**Instrucción escrita 1:**
Según el texto fuente, ¿a qué barrio popular se refieren en el capítulo primero las formas del echar el agua y el bautismo?

═════ Texto fuente ═════

En esta etnografía asistimos sólo a las formas generativas del echar el agua y
el bautismo, y en el diseño del capítulo primero dichas formas son referidas al
barrio popular de Los Postes (sector Los Rosales de Caracas) y en el marco de
la transición cultural de una a otra forma surgidas como compadrazgos sea con
el echar el agua en el bautismo casero o con el bautismo en la iglesia. Allí se
obtienen modos de transición (y de transacción) pero también de resistencia
cultural, relativos a la consistencia de los rituales, que repercuten en la
forma de instauración de los compadrazgos. Esta presentación sumaria del modelo
específico, viene presidida por el modelo general consistente en la relación
transaccional de los valores simbólico-morales, el del respeto y el de la
confianza, que funcionan a su vez como constructos en la etnografía.
En el capítulo segundo,
se aventura el cruzar el problema planteado en el capítulo primero, con el
concepto etnopsiquiátrico de matrisocialidad. Se establece que el compadrazgo
como tal es un estado de gracia social (un carisma), por una parte, y por otra,
se pretende que esa gracia tenga la función, como lubricante, de favorecer la
solución de problemas inscritos en los desórdenes etnotípicos originados en el
hondo complejo matrisocial. El carácter cultural de este complejo en Venezuela
es que la cultura opera con el yo ideal
(ideología) para verse en su realidad, cuando debiera hacerlo con el ideal del yo (la realidad que debe ser
transformada). La consecuencia más dura es que la organización social
venezolana está afectada con un profundo negativismo social (mostrado en los
desórdenes etnotípicos), que tiene postrado al país venezolano como patria y
sociedad, porque los comportamientos del colectivo son antisociales.

═════

**Instrucción escrita 2:**
Extrae de las filas cada línea que contenga la cadena "target", respetando mayúsculas y minúsculas.

═════ Datos ═════

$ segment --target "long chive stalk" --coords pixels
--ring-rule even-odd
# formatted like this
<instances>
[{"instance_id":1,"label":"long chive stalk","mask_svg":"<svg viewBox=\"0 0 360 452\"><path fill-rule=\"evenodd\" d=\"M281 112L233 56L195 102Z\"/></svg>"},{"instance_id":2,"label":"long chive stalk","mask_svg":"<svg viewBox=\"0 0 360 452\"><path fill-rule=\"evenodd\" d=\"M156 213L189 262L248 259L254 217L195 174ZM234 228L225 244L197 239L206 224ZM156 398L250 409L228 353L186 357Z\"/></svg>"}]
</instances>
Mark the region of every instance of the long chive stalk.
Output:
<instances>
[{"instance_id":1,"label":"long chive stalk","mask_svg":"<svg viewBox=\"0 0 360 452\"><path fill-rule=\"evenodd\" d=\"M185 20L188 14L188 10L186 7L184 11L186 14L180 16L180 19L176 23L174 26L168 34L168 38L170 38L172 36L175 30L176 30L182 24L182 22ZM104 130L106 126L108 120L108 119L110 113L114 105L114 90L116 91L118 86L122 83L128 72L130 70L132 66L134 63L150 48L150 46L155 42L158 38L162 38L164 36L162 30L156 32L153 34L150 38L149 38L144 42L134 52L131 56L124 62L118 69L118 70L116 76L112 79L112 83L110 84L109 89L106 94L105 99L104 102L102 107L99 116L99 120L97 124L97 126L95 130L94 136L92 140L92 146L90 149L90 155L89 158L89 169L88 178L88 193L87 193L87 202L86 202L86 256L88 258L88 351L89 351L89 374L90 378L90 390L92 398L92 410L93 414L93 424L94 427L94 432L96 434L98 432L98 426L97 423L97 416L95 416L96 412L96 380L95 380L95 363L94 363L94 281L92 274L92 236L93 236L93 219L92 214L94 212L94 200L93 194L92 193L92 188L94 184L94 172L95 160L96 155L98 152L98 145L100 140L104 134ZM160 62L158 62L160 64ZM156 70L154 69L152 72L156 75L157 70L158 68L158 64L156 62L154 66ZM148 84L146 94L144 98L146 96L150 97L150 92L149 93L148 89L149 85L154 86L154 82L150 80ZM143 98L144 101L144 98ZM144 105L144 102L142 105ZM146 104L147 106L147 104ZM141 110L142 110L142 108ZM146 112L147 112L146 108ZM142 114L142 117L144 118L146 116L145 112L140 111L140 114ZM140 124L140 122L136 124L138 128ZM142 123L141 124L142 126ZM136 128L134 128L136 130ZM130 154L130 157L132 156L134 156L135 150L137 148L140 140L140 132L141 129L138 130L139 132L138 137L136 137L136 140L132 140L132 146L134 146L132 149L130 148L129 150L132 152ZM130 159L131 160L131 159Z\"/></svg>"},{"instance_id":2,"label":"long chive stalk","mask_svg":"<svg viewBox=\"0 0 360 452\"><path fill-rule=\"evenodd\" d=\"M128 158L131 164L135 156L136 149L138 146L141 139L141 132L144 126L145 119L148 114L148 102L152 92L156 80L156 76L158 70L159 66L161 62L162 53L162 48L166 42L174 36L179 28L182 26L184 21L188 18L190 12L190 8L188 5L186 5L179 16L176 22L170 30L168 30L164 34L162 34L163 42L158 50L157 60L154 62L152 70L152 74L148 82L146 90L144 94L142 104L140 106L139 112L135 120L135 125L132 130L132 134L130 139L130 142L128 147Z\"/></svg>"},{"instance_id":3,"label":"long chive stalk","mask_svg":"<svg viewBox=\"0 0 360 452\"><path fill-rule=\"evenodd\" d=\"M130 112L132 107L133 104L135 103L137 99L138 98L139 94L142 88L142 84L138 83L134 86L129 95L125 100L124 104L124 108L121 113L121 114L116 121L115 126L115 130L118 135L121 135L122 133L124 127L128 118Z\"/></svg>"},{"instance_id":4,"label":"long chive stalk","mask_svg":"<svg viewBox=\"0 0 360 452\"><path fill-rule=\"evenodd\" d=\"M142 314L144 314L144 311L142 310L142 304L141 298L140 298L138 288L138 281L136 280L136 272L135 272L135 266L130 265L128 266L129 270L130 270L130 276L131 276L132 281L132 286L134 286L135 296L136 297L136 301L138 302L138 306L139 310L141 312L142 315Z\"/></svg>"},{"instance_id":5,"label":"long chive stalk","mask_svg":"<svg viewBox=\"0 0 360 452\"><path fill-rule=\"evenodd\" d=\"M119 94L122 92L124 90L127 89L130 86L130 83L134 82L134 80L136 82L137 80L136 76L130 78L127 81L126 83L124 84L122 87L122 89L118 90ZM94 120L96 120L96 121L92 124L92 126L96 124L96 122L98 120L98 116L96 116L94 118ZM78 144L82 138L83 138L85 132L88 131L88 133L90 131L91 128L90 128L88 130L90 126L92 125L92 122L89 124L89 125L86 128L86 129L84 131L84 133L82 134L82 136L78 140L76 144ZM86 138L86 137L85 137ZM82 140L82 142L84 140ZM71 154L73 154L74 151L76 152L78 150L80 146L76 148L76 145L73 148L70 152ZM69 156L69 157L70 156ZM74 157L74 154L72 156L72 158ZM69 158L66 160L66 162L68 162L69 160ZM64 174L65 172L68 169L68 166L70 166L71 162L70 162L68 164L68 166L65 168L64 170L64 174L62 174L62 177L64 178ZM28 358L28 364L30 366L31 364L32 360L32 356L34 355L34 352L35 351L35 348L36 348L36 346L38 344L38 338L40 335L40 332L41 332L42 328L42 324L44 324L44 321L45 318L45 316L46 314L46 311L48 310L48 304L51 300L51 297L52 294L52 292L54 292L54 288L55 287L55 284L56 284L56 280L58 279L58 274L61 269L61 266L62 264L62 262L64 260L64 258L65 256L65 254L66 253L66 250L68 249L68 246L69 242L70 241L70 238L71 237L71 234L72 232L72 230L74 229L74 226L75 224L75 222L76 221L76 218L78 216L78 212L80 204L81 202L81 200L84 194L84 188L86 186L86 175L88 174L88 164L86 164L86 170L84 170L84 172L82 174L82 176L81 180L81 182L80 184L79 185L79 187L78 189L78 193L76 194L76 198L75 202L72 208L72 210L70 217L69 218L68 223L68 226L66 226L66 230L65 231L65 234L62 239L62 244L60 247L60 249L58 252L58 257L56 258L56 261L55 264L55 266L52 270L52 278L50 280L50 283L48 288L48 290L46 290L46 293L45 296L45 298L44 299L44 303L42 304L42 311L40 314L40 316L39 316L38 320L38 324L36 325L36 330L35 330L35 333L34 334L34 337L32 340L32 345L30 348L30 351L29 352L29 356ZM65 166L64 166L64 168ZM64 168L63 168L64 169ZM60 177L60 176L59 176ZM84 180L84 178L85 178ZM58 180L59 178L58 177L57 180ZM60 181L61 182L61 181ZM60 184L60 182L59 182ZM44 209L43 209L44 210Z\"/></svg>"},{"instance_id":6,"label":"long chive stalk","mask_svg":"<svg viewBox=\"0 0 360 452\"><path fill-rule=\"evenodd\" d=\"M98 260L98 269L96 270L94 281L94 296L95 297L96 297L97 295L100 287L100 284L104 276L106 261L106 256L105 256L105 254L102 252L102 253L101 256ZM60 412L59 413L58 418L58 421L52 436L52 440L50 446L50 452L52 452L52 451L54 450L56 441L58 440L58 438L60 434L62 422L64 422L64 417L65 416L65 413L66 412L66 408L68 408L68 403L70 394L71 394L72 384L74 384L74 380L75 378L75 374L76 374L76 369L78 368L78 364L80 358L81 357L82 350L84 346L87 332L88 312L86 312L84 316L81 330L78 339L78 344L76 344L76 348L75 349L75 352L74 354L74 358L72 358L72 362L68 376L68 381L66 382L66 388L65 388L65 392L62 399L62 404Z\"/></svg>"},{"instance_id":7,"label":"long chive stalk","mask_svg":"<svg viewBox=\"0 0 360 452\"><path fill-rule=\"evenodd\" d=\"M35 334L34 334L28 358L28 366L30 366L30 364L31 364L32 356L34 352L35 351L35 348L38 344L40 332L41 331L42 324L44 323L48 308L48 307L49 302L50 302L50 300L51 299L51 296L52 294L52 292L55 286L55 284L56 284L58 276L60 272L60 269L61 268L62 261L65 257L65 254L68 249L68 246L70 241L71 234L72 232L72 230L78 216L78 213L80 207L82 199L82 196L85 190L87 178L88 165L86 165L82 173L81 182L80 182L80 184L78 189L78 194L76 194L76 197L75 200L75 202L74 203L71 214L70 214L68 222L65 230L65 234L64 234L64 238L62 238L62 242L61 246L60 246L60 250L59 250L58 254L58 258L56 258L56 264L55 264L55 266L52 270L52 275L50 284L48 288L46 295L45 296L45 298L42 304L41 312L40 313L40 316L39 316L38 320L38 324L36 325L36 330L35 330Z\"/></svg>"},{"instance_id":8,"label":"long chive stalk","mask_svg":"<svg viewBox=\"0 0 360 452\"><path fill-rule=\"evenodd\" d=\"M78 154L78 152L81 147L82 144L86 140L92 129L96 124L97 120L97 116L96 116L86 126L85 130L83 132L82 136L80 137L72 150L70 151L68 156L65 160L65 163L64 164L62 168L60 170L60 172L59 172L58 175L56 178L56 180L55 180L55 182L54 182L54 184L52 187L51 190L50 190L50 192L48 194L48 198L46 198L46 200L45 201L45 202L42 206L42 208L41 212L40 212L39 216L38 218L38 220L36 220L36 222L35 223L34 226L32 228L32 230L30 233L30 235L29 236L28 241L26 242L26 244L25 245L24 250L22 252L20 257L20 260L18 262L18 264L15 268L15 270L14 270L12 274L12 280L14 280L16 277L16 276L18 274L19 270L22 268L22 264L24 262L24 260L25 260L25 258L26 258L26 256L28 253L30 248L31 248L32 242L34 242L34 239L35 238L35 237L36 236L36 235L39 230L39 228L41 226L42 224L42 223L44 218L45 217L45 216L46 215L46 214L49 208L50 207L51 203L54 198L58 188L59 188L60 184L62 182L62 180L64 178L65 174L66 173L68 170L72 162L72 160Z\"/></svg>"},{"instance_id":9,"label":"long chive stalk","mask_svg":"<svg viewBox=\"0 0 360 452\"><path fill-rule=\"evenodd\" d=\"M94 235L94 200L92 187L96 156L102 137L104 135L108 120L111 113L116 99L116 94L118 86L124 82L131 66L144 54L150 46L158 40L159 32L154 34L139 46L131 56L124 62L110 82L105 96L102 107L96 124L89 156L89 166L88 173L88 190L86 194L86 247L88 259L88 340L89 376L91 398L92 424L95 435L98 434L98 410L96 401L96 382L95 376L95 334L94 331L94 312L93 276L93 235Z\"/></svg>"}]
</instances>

═════
═════ Datos ═════

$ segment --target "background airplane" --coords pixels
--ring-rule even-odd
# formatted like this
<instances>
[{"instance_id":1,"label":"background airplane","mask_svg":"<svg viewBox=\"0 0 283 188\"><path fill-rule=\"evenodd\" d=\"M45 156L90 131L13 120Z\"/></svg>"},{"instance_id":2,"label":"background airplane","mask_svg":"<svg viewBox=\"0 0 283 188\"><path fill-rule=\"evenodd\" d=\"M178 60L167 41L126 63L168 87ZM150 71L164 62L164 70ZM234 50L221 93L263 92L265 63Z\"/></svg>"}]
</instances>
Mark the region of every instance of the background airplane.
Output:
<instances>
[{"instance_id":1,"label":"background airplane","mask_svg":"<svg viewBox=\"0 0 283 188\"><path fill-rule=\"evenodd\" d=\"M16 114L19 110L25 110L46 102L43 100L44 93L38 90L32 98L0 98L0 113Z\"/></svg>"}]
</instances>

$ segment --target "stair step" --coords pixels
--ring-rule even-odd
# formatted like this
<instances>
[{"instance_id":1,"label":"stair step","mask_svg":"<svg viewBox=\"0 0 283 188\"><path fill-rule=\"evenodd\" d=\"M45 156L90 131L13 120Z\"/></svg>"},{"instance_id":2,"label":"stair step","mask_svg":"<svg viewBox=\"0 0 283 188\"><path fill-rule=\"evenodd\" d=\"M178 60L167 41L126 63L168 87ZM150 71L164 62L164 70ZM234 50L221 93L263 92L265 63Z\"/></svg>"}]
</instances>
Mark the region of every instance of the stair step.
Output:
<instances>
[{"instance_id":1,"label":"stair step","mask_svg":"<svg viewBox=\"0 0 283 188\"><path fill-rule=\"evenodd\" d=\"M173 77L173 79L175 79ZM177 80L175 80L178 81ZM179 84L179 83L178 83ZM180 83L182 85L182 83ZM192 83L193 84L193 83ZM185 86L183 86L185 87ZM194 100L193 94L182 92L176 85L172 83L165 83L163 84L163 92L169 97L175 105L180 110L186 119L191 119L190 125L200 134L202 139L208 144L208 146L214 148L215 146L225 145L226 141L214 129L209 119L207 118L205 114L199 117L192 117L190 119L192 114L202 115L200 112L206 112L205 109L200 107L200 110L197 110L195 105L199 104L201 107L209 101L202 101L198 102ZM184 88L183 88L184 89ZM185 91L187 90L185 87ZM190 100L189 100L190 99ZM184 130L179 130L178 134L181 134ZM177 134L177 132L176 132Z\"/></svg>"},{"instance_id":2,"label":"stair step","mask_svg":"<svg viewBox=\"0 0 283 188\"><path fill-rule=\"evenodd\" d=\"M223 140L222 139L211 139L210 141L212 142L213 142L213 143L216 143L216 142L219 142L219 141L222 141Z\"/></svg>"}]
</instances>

═════

**Respuesta completa 1:**
Al barrio popular de Los Postes, en el sector Los Rosales de Caracas.

**Respuesta completa 2:**
$ segment --target "long chive stalk" --coords pixels
$ segment --target "background airplane" --coords pixels
$ segment --target "stair step" --coords pixels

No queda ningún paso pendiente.